Nun ist die Welt nach dem Fall des Eisernen Vorhangs nicht unbedingt friedlicher geworden. Aber die neuen Bedrohungen und Krisenherde haben in ihrer postnuklearen Unübersichtlichkeit aus dramaturgischer Sicht einen entscheidenden Nachteil: Sie gehen nicht zwangsläufig jeden etwas an. So taten sich die Drehbuchautoren bei den letzten James-Bond- Filmen zunehmend schwerer, einschüchternde Szenarien zu entwerfen. Killersatelliten, sabotierte Erdölpipelines, machtgierige Medienmogule oder erzböse Waffenhändler – ganz schlimm das alles, aber nicht gerade der Stoff, der einem schlaflose Nächte bereitet.
Was für den Marktführer galt, traf auch auf die 1996 gestartete „Mission Impossible“-Reihe zu. So gelang Regie-Altmeister Brian De Palma im ersten Teil mit dem Einbruch in einen Hochsicherheits- Computerraum zwar eine Kinosequenz von ikonischer Qualität. Das eigentliche Ziel der unmöglichen Mission aber, die Beschaffung einer Liste mit Undercoveragenten, blieb bloßer Auslösereflex der zweistündigen Materialschlacht.
Eine Tendenz, die bei den Sequels noch bestärkt wurde: John Woo war in Teil 2 mehr an seinen Todesballetten interessiert als daran, der kruden Jagd nach einer Biowaffe Plausibilität zu verleihen. Und J. J. Abrams reduzierte bei „Mission: Impossible 3“ den Anlass für dutzendfachen Mord und Totschlag auf eine mysteriöse „Hasenpfote“, deren wahre Natur man bis zum Schluss nicht erfährt – ein klassischer MacGuffin.
„Mission: Impossible – Phantom Protokoll“ besinnt sich auf die Wurzeln des Agententhrillers. Eine segensreiche Entscheidung: In seinem ersten Realfilm erzählt Regisseur Brad Bird („Ratatouille“), der schon in den Superhelden-Animationsfilm „Die Unglaublichen“ Zitate aus „Mission: Impossible“ eingewebt hatte, eine wunderbar altmodische, trotz diverser Plot Twists überraschend stringente Geschichte, die wirkungsvoll die drohende Apokalypse beschwört.

Vorgegebenes Ziel 1
Geben Sie aus dem Text über die „Mission: Impossible“-Filme den Abschnitt wortgetreu aus, beginnend bei „Nun ist die“ und endend bei „schlaflose Nächte bereitet.“.
Vorgegebenes Ziel 2
Beantworten Sie anhand des Textes kurz:
(a) In welchem Jahr startete die „Mission Impossible“-Reihe?
(b) Welcher Regisseur war in Teil 2 mehr an seinen Todesballetten interessiert?
(c) In welchen Animationsfilm hatte Brad Bird bereits Zitate aus „Mission: Impossible“ eingewebt?

In einem Datensatz enthaltene Einträge:

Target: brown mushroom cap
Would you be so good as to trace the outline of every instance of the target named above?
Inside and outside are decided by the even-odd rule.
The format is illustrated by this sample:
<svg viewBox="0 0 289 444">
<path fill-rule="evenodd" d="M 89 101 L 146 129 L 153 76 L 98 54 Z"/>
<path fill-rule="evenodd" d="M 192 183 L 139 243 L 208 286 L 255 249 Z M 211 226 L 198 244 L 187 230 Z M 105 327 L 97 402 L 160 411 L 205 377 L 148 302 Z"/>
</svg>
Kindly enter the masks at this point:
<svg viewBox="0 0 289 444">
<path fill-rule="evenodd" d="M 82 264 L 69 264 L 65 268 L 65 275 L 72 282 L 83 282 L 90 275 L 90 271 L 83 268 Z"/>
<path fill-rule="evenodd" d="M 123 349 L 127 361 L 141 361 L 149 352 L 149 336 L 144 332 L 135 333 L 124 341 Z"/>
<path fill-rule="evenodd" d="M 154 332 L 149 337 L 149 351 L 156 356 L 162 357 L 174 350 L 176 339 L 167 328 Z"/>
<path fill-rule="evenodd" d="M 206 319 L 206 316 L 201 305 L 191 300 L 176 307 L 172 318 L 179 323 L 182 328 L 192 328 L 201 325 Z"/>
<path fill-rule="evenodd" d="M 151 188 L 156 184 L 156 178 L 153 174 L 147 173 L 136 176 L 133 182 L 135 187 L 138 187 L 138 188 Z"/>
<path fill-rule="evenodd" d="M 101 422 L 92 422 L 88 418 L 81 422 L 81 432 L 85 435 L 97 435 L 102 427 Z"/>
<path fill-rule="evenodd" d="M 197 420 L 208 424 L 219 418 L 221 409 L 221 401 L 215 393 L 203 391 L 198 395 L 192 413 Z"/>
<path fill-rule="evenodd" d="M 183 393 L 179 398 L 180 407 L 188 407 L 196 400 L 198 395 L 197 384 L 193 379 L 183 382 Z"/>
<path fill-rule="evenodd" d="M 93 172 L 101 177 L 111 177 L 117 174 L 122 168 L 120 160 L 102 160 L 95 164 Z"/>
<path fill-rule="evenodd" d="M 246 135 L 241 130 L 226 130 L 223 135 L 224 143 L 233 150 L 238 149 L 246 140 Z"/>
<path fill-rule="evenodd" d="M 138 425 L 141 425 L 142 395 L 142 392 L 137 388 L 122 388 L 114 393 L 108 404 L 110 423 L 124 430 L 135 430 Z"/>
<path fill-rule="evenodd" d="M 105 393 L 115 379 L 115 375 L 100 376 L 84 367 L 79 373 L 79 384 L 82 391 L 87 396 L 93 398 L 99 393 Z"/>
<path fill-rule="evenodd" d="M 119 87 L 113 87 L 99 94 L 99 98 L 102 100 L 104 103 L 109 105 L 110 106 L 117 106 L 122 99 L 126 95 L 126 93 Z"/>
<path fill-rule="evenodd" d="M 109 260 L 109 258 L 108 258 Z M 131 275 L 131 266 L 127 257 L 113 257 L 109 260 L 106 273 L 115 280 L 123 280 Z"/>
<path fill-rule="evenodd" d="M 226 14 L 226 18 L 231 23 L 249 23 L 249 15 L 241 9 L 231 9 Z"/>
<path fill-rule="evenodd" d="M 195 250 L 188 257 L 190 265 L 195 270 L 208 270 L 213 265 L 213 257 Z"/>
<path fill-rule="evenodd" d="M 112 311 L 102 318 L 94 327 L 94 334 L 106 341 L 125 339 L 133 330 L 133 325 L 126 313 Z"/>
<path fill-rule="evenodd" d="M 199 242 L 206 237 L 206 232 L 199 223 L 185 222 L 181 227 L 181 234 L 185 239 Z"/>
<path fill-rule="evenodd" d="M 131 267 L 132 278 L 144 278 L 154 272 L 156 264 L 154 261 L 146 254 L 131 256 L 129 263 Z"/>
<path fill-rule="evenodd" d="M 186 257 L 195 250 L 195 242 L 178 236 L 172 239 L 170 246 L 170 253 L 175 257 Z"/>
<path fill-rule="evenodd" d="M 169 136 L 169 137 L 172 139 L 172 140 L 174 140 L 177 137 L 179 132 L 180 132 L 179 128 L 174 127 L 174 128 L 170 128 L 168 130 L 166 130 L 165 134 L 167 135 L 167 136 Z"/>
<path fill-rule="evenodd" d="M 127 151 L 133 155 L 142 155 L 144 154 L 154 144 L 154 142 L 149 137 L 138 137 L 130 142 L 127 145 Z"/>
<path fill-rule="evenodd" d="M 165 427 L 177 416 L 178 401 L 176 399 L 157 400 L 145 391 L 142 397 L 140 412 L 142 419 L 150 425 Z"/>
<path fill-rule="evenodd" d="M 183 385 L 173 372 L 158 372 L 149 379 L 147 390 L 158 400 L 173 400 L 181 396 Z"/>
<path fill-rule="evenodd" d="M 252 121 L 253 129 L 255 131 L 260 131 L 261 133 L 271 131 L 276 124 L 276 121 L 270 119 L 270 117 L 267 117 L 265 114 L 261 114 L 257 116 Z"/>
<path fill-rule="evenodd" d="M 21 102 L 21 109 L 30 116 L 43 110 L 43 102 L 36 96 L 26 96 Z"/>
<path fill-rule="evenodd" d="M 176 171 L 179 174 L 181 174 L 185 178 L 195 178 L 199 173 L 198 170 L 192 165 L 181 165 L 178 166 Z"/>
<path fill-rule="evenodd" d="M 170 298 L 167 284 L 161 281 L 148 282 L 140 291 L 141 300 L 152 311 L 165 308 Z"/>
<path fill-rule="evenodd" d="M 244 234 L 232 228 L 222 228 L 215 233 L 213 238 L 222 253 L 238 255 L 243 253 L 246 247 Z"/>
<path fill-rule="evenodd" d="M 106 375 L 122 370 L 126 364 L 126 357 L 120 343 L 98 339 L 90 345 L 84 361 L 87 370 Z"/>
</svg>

Endergebnis 1
Nun ist die Welt nach dem Fall des Eisernen Vorhangs nicht unbedingt friedlicher geworden. Aber die neuen Bedrohungen und Krisenherde haben in ihrer postnuklearen Unübersichtlichkeit aus dramaturgischer Sicht einen entscheidenden Nachteil: Sie gehen nicht zwangsläufig jeden etwas an. So taten sich die Drehbuchautoren bei den letzten James-Bond- Filmen zunehmend schwerer, einschüchternde Szenarien zu entwerfen. Killersatelliten, sabotierte Erdölpipelines, machtgierige Medienmogule oder erzböse Waffenhändler – ganz schlimm das alles, aber nicht gerade der Stoff, der einem schlaflose Nächte bereitet.

Endergebnis 2
(a) 1996
(b) John Woo
(c) „Die Unglaublichen“